About two years ago, our district approved two refs for two new high schools that rose our taxes to a near breaking level but not enough to cripple anyone. It took two or three tries just to approve it after some extreme comforts were removed from the budget (they wanted a giant swimming pool in the school, not gonna happen). It wasn't that anyone didn't WANT to give them the money, it was we couldn't come close to affording to give them the money they were asking. Well, this newest one they announced two weeks ago WILL do exactly what we all fought hard to avoid last time. They want a pay increase that'll cost us about .15 cents on every 100 dollars on the assessed value of your home. Needless to say, NO ONE in the county and barely anyone in the state can afford it except for the god damn teachers asking for the raise.

 

The max wage where we live is 14 dollars an hour, if you are one of the lucky few to nail down a job like that. Hell, I had one for about 11 dollars an hour and that's considered good money around here. Small state, most corporate jobs up state, tourist county blah blah. This is the third raise they have asked for, the residents agreed to the first one that simply put the teachers in a tax bracket way above everyone else in the county and was what nearly killed the district from getting the schools in the first place but that wasn't enough. Now they want to be the highest paid people in state to the point the district can't afford to pay them.

* _INFORMATION SUPPLIED_
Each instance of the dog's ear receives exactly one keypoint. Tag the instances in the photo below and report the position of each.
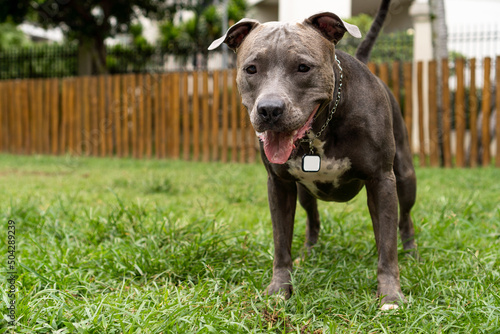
(235, 35)
(332, 27)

* _THE TASKS_
A. Quote the part of the post that opens with the words containing "About two years" and closes with "for the raise.".
B. Answer these questions from the post:
(i) What item was removed from the budget before the first referendums passed?
(ii) What is the maximum wage where the writer lives?
(iii) How many times have the teachers asked for a raise, counting this newest request?
C. List each phrase the post uses to describe the area in the sentence beginning "Small state".
The data above is separate material, unrelated to the post.

* _SOLUTIONS FOR EACH TASK_
A.
About two years ago, our district approved two refs for two new high schools that rose our taxes to a near breaking level but not enough to cripple anyone. It took two or three tries just to approve it after some extreme comforts were removed from the budget (they wanted a giant swimming pool in the school, not gonna happen). It wasn't that anyone didn't WANT to give them the money, it was we couldn't come close to affording to give them the money they were asking. Well, this newest one they announced two weeks ago WILL do exactly what we all fought hard to avoid last time. They want a pay increase that'll cost us about .15 cents on every 100 dollars on the assessed value of your home. Needless to say, NO ONE in the county and barely anyone in the state can afford it except for the god damn teachers asking for the raise.

B.
(i) A giant swimming pool in the school.
(ii) 14 dollars an hour.
(iii) Three times.

C.
- Small state
- most corporate jobs up state
- tourist county